問題> 下に示すゴブリンスレイヤー5巻の感想文を、最後の一文に続けて書き進めてください。

本文抜粋>
= = = = = = =

ラノベ熱が上がってきました。
この勢いを大事にしたいですね。
去年は記事をあまりアップしませんでしたし……。

GS5

今回はゴブリンスレイヤー5巻の感想記事になります。
いつもどおりネタバレ満載でお送りします。
2020年2月に公開される映画、ゴブリンスレイヤー -GOBLIN’S CROWN-の巻に当たりますので観に行く方は特に記事をご覧になる際、ご注意ください。

ゴブリンスレイヤー -GOBLIN’S CROWN- 劇場情報

ゴブリンスレイヤー -GOBLIN’S CROWN- 特別チラ見せPV




ゴブリンスレイヤー 5(GA文庫) 
著:蝸牛 くも先生
イラスト:神奈月 昇先生

ゴブリンスレイヤー5 (GA文庫)
蝸牛 くも
SBクリエイティブ
2017-05-17



1巻は時系列が数珠繋ぎとなる4つのエピソード。
2巻は水の街。下水道と遺跡を舞台にした長編エピソード。
3巻は拠点である辺境の街が舞台のシティアドベンチャー。
4巻は1巻から3巻の時間軸で描かれるショートエピソード集でした。

3巻、4巻となるにつれてゴブリンを狩る描写が減っていきました。
物語として面白い反面、ゴブリンをひたすら鏖殺するカタルシスが減りました。
物足りなさを覚えたんですよね……。

今回、5巻はひたすらゴブリン狩りに終始します。
雰囲気としては2巻が比較的近いですね。
一度に殲滅するのではなく、体勢を整えたり準備をしたり。
RPGで大きなダンジョンを攻略するような動きになっています。

5巻は1巻丸ごと関わるキャラとして、令嬢剣士の存在が挙げられます。
ちなみに劇場版で令嬢剣士を演じられるのは上坂すみれさんです。
オーバーロードのシャルティアなどを演じられている方ですね。
今の時期だとスター☆トゥインクルプリキュアのキュアコスモです。
メイン陣もそうですけど声優陣豪華過ぎでしょ……。

結果から見れば令嬢剣士の行動の悉くが裏目に出ました。
令嬢剣士は何もかもを奪われ、ゴブリンに対し怨嗟で燃えています。
そう、令嬢剣士は在りし日のゴブリンスレイヤーさんなのです

令嬢剣士を見て特に思った部分がひとつあります。

= = = = = = =

提供データ>
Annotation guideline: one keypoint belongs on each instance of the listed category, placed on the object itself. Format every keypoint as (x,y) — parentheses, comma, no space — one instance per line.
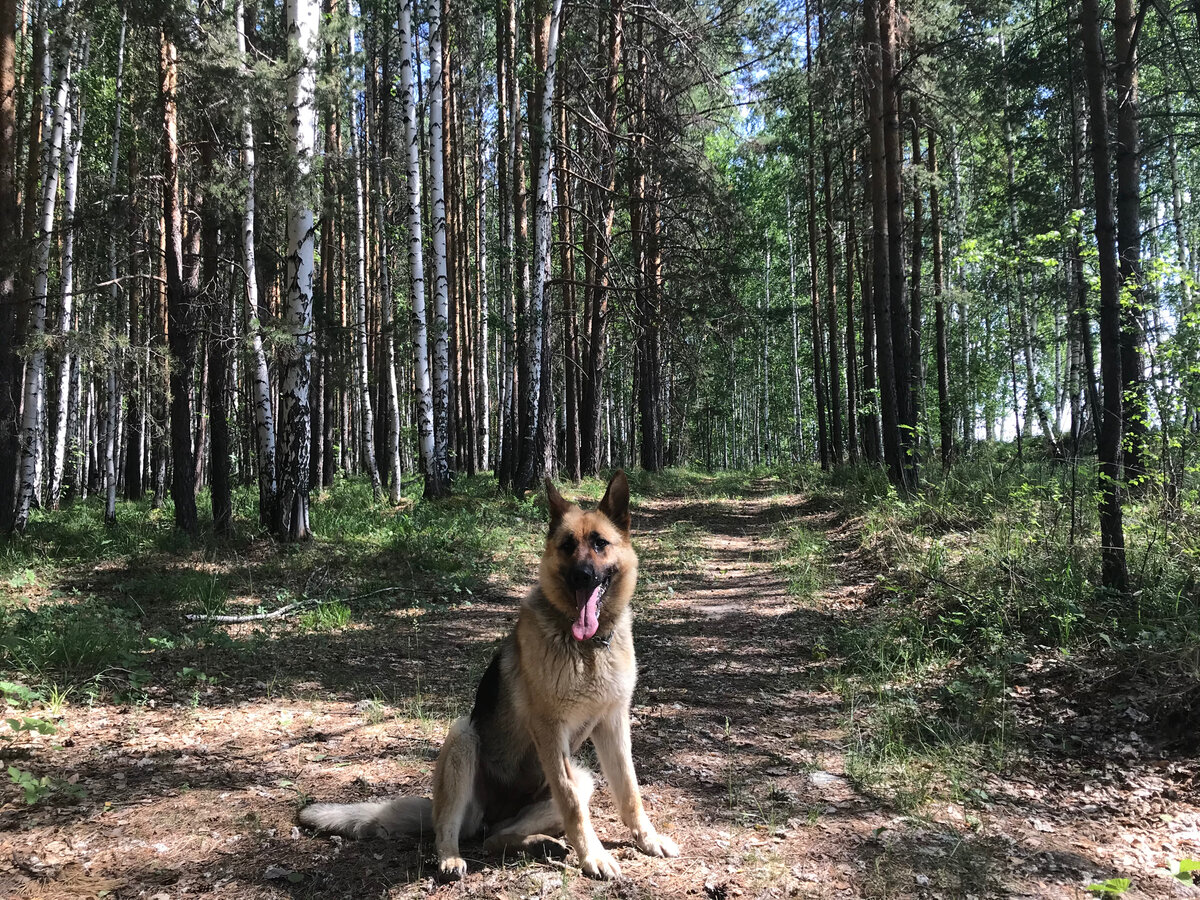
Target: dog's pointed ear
(558,507)
(616,502)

= = = = = = =

本問の解答>
それは令嬢剣士が救出後、ゴブリンスレイヤーさんたちから酷く責められかったことです。
優しく対応されている描写が精神的にキツかったです。
責任や後悔の気持ちを抱くことすら許されなかった、と見立てることができるんですね。
かといって咎められたら咎められたで令嬢剣士の心が死ぬだろうなとも思いますが……。

令嬢剣士の取った行動は結果的に裏目に出まくってます。
でもプランそのものは悪くなかったんですよね。
パーティの連携も上手く取れていました。
戦力もそれなりにありました。

令嬢剣士の何が悪かったのでしょうか。
そのひとつは、ただただ運が悪かったんじゃないでしょうかね……。

> ただ、その冒険者は他の者とはちょっと違いました。
> 彼は常に策を練り、考え、行動し、鍛え、機転を利かせ、徹底的でした。 
> 彼は決して、神々にサイコロを振らせようとはしませんでした。
(1巻、位置No.4037-4040より引用)

四方世界が神々が見守るボード盤の世界であるならば、あらゆる行動はサイコロによって判定が行われていることになります。
つまりクリティカルが出て運が良い人もいれば、ファンブルが出て運が悪い人もいるわけです。

令嬢剣士の採ったプランは悪くありませんでした。
しかし運悪く、彼女らの想像を遥かに越える知恵者が紛れ込んでいたのです。

>「想像力は武器だ」
> そう呟くゴブリンスレイヤーは、油断なく矢を番える。
>「それがない奴から死ぬ」
>「……先に潜った、人たちみたいに、ですか」
>「そうだ」
(1巻、位置No.1471-1473より引用) 

1巻で特に印象に残ったやり取りです。
まさにそれを体現した形になっています。
しかし予測しろってのも酷な話です。
何故なら彼女らはゴブリンスレイヤーさんのような専門家では無いのですから……。

――と、色々調べるまでは思ってました。
令嬢剣士、白磁等級(第十位)でしかもこれが初任務じゃないですか……
初任務でゴブリン退治に挑んで壊滅するってこの世界じゃ様式美ですねこれ。

令嬢剣士鋼鉄等級じゃなかったっけ? と首を傾げました。
……1巻の貴族令嬢のパーティとごっちゃになってました(滝汗 。
令嬢剣士と貴族令嬢別人なんですよね。
ちなみに貴族令嬢って誰かというと、砦で全滅した女性4人パーティのリーダーです。
アニメ版はほぼフルカットでしたが、コミカライズ版と小説版では描写があります。

なお、FFさんの力も借りたのですが、令嬢剣士のパーティの他の4人の等級はわかりませんでした。
もしかすると劇場版の中で等級が明らかになるのかもしれないですね。

戦慣れしていたこと。
戦場において男女の関係にならなかったこと。
そして何より頼もしかったので、最低でも黒曜等級以上だと思われます。


――そう。
頼もしいんです。
5巻。何が凄かったかってゴブリンスレイヤーさん他戦闘方面はもちろんそうなんですが、女神官の精神的な成長っぷり、心の余裕の広さが凄かったのです。
令嬢剣士を救出後、嫌な顔ひとつせずずっと励まし続けているんですよ。

常に希望を抱いているんですよね。敵地真っ只中だっていうのに。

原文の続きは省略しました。